▸ ACTIVITY: Within the lines below, the span from the line with "Target: arched window" to the line with "point(277, 71)", both ends included, is to be reproduced exactly, with pictures omitted.

[Image point grounding data]
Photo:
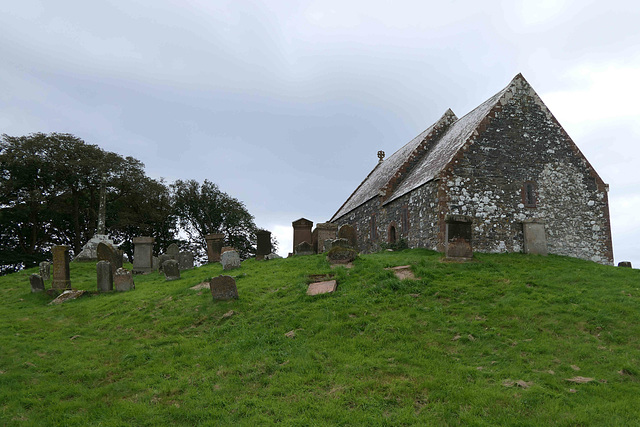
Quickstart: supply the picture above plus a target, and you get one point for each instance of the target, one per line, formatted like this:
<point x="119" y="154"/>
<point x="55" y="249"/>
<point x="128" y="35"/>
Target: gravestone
<point x="348" y="232"/>
<point x="304" y="248"/>
<point x="142" y="254"/>
<point x="458" y="236"/>
<point x="338" y="243"/>
<point x="61" y="278"/>
<point x="223" y="288"/>
<point x="319" y="288"/>
<point x="215" y="242"/>
<point x="45" y="270"/>
<point x="104" y="274"/>
<point x="230" y="260"/>
<point x="301" y="232"/>
<point x="535" y="237"/>
<point x="171" y="269"/>
<point x="324" y="231"/>
<point x="162" y="259"/>
<point x="341" y="255"/>
<point x="172" y="250"/>
<point x="37" y="284"/>
<point x="264" y="244"/>
<point x="109" y="253"/>
<point x="185" y="260"/>
<point x="123" y="280"/>
<point x="89" y="250"/>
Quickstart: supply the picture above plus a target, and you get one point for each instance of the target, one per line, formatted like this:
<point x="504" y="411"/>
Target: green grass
<point x="379" y="351"/>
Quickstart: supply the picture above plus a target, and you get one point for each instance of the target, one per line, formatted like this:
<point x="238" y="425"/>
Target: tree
<point x="49" y="191"/>
<point x="204" y="209"/>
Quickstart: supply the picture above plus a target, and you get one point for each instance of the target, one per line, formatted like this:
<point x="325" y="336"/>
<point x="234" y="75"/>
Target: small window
<point x="529" y="197"/>
<point x="405" y="220"/>
<point x="374" y="230"/>
<point x="392" y="233"/>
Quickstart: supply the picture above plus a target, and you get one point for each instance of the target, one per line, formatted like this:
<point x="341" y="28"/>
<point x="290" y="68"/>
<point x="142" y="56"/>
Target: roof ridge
<point x="428" y="142"/>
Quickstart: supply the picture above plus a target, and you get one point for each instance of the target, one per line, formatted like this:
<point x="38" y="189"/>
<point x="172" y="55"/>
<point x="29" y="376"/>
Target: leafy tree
<point x="49" y="194"/>
<point x="204" y="209"/>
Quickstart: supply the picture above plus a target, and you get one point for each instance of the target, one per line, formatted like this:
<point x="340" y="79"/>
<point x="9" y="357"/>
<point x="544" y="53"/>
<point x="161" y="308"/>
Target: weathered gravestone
<point x="341" y="255"/>
<point x="104" y="274"/>
<point x="223" y="288"/>
<point x="301" y="232"/>
<point x="322" y="287"/>
<point x="110" y="254"/>
<point x="171" y="269"/>
<point x="264" y="244"/>
<point x="185" y="260"/>
<point x="215" y="242"/>
<point x="162" y="259"/>
<point x="61" y="277"/>
<point x="458" y="237"/>
<point x="123" y="280"/>
<point x="348" y="232"/>
<point x="304" y="248"/>
<point x="535" y="237"/>
<point x="324" y="231"/>
<point x="142" y="254"/>
<point x="37" y="284"/>
<point x="172" y="250"/>
<point x="230" y="260"/>
<point x="45" y="270"/>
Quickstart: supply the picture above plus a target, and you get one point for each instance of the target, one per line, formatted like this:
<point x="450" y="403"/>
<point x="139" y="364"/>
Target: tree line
<point x="49" y="195"/>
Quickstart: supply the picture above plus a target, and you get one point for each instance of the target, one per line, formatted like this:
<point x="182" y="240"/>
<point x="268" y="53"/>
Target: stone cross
<point x="102" y="209"/>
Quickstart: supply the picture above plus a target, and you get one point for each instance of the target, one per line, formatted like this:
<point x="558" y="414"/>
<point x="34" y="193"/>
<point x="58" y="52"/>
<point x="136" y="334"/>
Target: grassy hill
<point x="490" y="342"/>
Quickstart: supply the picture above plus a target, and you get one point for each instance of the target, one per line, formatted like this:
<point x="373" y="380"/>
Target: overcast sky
<point x="285" y="104"/>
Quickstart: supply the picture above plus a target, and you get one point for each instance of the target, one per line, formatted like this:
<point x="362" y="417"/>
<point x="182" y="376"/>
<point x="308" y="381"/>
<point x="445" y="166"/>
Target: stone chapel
<point x="504" y="171"/>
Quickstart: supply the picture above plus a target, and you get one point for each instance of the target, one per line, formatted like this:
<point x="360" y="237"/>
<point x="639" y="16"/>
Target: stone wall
<point x="519" y="143"/>
<point x="522" y="144"/>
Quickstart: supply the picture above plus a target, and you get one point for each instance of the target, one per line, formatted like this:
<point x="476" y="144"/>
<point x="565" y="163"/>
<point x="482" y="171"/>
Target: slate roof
<point x="434" y="161"/>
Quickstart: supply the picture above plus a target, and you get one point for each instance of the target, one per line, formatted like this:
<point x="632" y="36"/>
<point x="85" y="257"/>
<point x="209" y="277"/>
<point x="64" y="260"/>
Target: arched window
<point x="392" y="234"/>
<point x="529" y="194"/>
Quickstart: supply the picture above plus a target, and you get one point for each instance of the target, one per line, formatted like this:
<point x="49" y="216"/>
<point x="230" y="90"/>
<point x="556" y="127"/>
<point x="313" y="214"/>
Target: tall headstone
<point x="45" y="270"/>
<point x="535" y="237"/>
<point x="61" y="276"/>
<point x="107" y="252"/>
<point x="185" y="260"/>
<point x="264" y="244"/>
<point x="230" y="260"/>
<point x="301" y="232"/>
<point x="104" y="275"/>
<point x="215" y="242"/>
<point x="123" y="280"/>
<point x="458" y="236"/>
<point x="37" y="284"/>
<point x="323" y="231"/>
<point x="223" y="288"/>
<point x="171" y="269"/>
<point x="142" y="254"/>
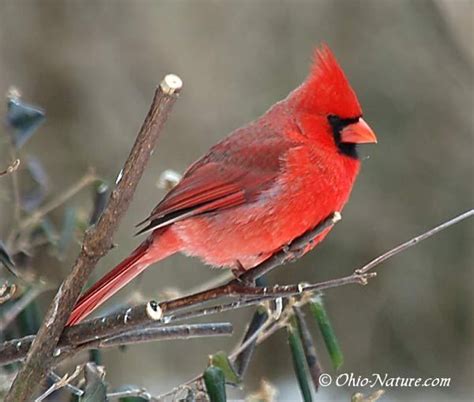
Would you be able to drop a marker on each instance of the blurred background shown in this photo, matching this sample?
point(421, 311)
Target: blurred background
point(93, 67)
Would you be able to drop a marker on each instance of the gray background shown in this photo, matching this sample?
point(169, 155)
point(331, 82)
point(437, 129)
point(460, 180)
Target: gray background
point(94, 65)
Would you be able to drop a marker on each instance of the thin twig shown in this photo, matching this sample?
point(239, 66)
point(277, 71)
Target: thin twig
point(137, 392)
point(6, 292)
point(36, 217)
point(72, 388)
point(97, 242)
point(415, 240)
point(62, 382)
point(12, 312)
point(137, 316)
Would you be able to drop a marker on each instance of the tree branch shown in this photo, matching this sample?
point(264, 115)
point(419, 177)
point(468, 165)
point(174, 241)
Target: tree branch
point(138, 316)
point(135, 318)
point(97, 242)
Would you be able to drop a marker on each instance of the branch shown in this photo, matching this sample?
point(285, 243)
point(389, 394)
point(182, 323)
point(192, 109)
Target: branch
point(135, 317)
point(97, 242)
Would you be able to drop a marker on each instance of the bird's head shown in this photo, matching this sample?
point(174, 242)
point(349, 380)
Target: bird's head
point(326, 98)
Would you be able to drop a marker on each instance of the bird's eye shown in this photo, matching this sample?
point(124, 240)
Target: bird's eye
point(338, 123)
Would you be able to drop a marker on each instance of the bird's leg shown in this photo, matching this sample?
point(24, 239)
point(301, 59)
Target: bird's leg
point(238, 270)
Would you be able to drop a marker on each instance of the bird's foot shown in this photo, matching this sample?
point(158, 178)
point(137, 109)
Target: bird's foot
point(238, 271)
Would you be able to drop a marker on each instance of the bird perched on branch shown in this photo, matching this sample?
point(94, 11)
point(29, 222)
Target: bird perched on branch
point(255, 191)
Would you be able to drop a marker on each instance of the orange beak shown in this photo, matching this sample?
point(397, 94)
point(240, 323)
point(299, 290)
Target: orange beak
point(358, 133)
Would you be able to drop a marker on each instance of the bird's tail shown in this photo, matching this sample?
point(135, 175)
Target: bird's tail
point(145, 254)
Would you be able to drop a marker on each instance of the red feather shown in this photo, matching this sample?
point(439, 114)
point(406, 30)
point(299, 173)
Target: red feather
point(258, 189)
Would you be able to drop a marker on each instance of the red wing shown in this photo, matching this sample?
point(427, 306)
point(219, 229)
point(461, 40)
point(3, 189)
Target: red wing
point(234, 171)
point(208, 188)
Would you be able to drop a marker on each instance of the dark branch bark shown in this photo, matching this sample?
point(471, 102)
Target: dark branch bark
point(97, 242)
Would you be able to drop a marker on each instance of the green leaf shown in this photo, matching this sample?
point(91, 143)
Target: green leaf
point(221, 360)
point(332, 344)
point(67, 232)
point(214, 379)
point(6, 259)
point(242, 361)
point(299, 366)
point(24, 119)
point(96, 389)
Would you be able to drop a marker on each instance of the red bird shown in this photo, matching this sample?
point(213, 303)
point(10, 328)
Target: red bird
point(258, 189)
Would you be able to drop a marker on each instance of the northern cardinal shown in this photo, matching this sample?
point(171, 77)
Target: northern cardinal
point(258, 189)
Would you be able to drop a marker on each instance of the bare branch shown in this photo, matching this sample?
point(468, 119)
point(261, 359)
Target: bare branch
point(62, 382)
point(16, 349)
point(97, 242)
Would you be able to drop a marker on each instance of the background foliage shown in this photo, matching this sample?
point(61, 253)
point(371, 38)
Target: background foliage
point(93, 68)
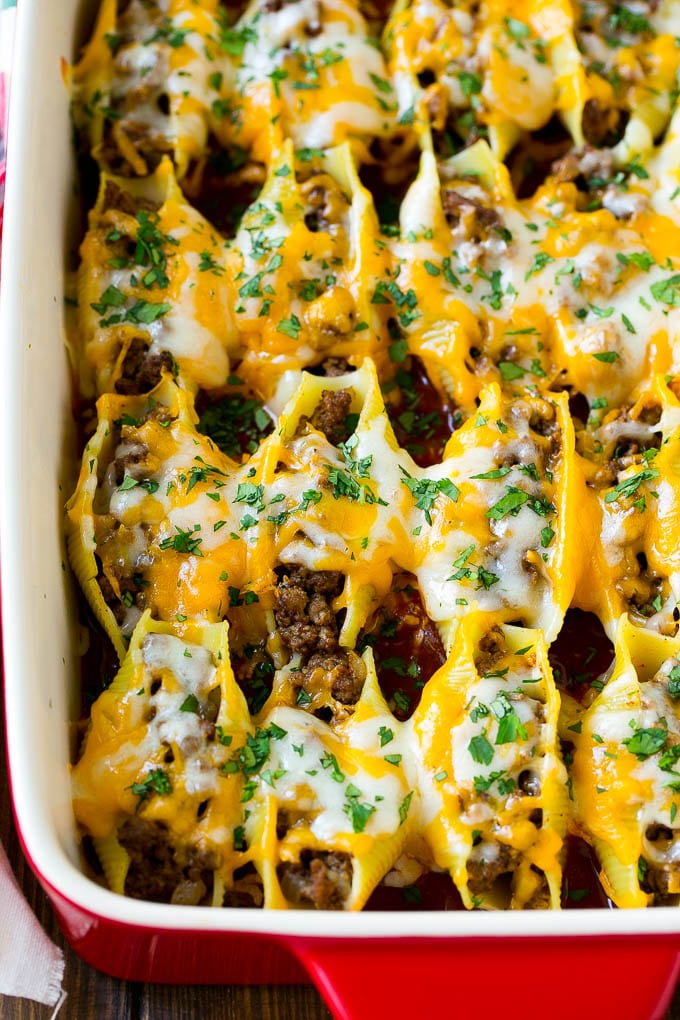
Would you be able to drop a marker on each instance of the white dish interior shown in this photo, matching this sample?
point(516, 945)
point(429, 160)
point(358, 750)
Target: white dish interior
point(38, 459)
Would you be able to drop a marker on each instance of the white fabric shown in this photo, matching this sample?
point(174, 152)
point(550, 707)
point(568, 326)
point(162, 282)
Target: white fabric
point(31, 965)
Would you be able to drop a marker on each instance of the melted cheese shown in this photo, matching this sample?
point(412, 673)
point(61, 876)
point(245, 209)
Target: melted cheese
point(545, 313)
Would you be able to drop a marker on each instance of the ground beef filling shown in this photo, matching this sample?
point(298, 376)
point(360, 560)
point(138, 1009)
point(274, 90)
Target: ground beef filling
point(487, 863)
point(342, 675)
point(161, 871)
point(330, 415)
point(322, 879)
point(142, 370)
point(307, 624)
point(305, 618)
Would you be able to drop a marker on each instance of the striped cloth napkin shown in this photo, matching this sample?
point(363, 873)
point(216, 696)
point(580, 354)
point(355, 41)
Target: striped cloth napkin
point(31, 965)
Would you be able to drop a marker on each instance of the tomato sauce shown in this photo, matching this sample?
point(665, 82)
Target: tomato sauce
point(581, 654)
point(422, 417)
point(407, 646)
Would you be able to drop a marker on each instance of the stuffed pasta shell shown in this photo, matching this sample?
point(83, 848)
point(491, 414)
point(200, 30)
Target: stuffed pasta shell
point(150, 787)
point(491, 778)
point(626, 749)
point(153, 291)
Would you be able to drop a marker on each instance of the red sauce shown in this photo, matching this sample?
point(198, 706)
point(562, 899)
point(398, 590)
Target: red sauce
point(406, 646)
point(581, 654)
point(433, 890)
point(421, 416)
point(580, 884)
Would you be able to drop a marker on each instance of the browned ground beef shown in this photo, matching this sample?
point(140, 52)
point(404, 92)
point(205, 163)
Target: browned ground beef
point(482, 872)
point(116, 198)
point(458, 207)
point(142, 371)
point(491, 648)
point(603, 125)
point(304, 615)
point(321, 879)
point(331, 367)
point(160, 871)
point(337, 673)
point(330, 414)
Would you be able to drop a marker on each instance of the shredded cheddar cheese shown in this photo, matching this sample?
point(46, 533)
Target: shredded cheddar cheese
point(375, 330)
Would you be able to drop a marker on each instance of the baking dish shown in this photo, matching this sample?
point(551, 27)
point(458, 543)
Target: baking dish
point(404, 964)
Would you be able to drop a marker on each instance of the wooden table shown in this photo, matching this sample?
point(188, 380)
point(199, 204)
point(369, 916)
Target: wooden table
point(92, 996)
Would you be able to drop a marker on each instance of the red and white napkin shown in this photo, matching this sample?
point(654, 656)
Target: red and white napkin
point(31, 965)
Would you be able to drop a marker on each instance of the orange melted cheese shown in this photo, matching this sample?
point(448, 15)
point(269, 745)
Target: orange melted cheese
point(522, 244)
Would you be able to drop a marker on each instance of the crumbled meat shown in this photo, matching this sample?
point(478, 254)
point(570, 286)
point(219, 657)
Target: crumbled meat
point(491, 648)
point(331, 367)
point(122, 201)
point(330, 414)
point(325, 203)
point(160, 871)
point(322, 879)
point(484, 867)
point(304, 615)
point(476, 217)
point(603, 125)
point(342, 674)
point(591, 164)
point(141, 370)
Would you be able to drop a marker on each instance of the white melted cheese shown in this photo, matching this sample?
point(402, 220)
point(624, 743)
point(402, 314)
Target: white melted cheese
point(309, 781)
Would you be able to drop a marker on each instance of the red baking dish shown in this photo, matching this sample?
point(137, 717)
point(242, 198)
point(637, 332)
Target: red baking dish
point(592, 962)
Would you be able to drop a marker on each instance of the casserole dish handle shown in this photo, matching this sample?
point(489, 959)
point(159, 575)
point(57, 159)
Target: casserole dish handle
point(627, 977)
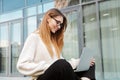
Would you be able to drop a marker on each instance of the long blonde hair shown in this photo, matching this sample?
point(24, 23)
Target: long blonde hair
point(48, 37)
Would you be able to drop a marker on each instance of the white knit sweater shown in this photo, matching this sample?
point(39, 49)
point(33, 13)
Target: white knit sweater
point(35, 58)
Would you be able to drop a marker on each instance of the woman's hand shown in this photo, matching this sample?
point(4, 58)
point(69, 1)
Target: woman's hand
point(92, 61)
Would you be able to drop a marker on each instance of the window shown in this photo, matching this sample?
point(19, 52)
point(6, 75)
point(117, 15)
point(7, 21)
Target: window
point(32, 2)
point(110, 36)
point(4, 48)
point(31, 24)
point(12, 5)
point(71, 41)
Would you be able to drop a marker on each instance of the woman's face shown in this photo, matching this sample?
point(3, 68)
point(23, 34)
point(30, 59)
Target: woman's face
point(55, 23)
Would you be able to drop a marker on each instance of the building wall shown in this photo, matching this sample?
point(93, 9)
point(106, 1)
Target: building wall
point(91, 23)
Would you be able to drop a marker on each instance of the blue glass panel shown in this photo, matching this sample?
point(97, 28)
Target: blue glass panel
point(9, 5)
point(0, 6)
point(31, 2)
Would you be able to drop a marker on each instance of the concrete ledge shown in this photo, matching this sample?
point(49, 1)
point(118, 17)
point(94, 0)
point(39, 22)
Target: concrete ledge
point(14, 78)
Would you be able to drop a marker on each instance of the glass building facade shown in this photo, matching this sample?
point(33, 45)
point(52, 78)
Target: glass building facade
point(91, 23)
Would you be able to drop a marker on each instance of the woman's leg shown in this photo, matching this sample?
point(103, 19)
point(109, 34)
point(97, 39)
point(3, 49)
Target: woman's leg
point(89, 73)
point(60, 70)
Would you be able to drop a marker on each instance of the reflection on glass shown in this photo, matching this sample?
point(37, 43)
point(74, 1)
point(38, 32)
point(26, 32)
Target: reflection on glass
point(4, 44)
point(9, 16)
point(71, 37)
point(31, 24)
point(31, 2)
point(31, 11)
point(12, 5)
point(40, 9)
point(91, 35)
point(87, 0)
point(110, 31)
point(48, 6)
point(15, 45)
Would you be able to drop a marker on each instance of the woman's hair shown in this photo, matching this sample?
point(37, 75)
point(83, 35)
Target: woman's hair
point(50, 38)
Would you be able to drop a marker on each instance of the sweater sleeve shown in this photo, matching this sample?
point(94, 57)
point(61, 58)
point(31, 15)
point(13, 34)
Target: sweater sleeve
point(26, 64)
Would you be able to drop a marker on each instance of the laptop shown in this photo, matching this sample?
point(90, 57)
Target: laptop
point(85, 57)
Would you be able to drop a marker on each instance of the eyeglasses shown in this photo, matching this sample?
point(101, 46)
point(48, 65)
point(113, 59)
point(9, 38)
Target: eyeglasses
point(58, 22)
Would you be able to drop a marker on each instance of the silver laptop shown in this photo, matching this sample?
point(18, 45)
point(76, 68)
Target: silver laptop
point(85, 57)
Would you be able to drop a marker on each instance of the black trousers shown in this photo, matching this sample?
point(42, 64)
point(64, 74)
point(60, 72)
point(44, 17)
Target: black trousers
point(62, 70)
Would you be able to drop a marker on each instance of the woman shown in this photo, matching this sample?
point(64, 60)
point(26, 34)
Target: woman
point(41, 55)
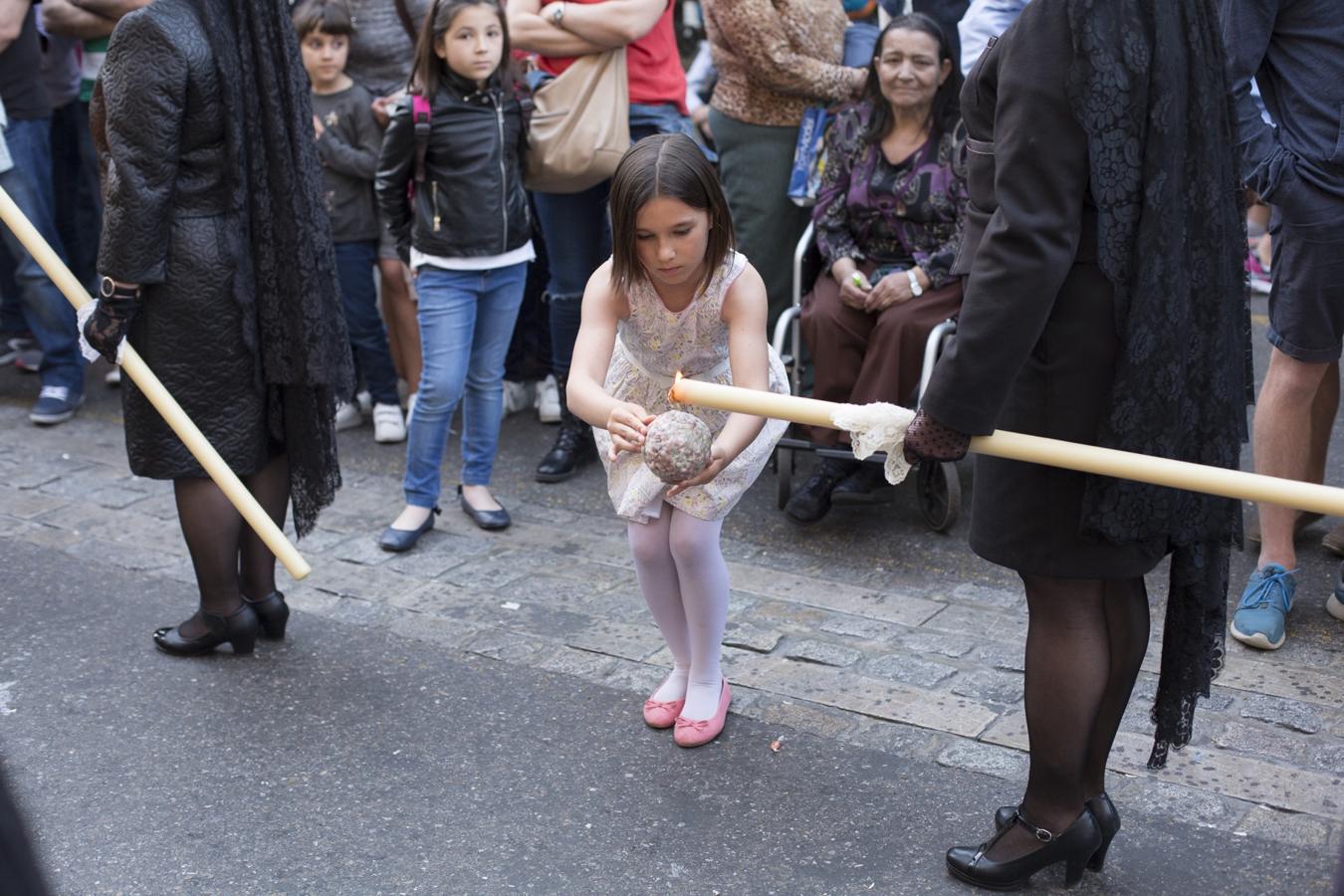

▸ RESULT FOR THIS TASK:
Target: arched window
<point x="392" y="234"/>
<point x="529" y="194"/>
Quickstart: supply the picture above plus a target, and you get one point for each instance of the target, one per line, formatted like this:
<point x="49" y="216"/>
<point x="230" y="90"/>
<point x="556" y="127"/>
<point x="313" y="214"/>
Target: tall headstone
<point x="45" y="270"/>
<point x="535" y="237"/>
<point x="61" y="276"/>
<point x="107" y="252"/>
<point x="185" y="260"/>
<point x="264" y="244"/>
<point x="230" y="260"/>
<point x="301" y="232"/>
<point x="104" y="275"/>
<point x="215" y="242"/>
<point x="123" y="280"/>
<point x="458" y="236"/>
<point x="37" y="284"/>
<point x="323" y="231"/>
<point x="223" y="288"/>
<point x="171" y="269"/>
<point x="142" y="254"/>
Would you be able to drop a marker on each instance of the blurred background shown in this photo, matching this sample?
point(421, 311)
Target: blurred background
point(93, 67)
Would you be able to drop a marker on each instance of the gray background shown in this photo, matching this sample?
point(169, 155)
point(331, 82)
point(437, 129)
point(460, 180)
Target: gray background
point(94, 65)
Would you be able to drop a marker on each instance of the thin twig shown in this photo, matching this sample?
point(239, 66)
point(277, 71)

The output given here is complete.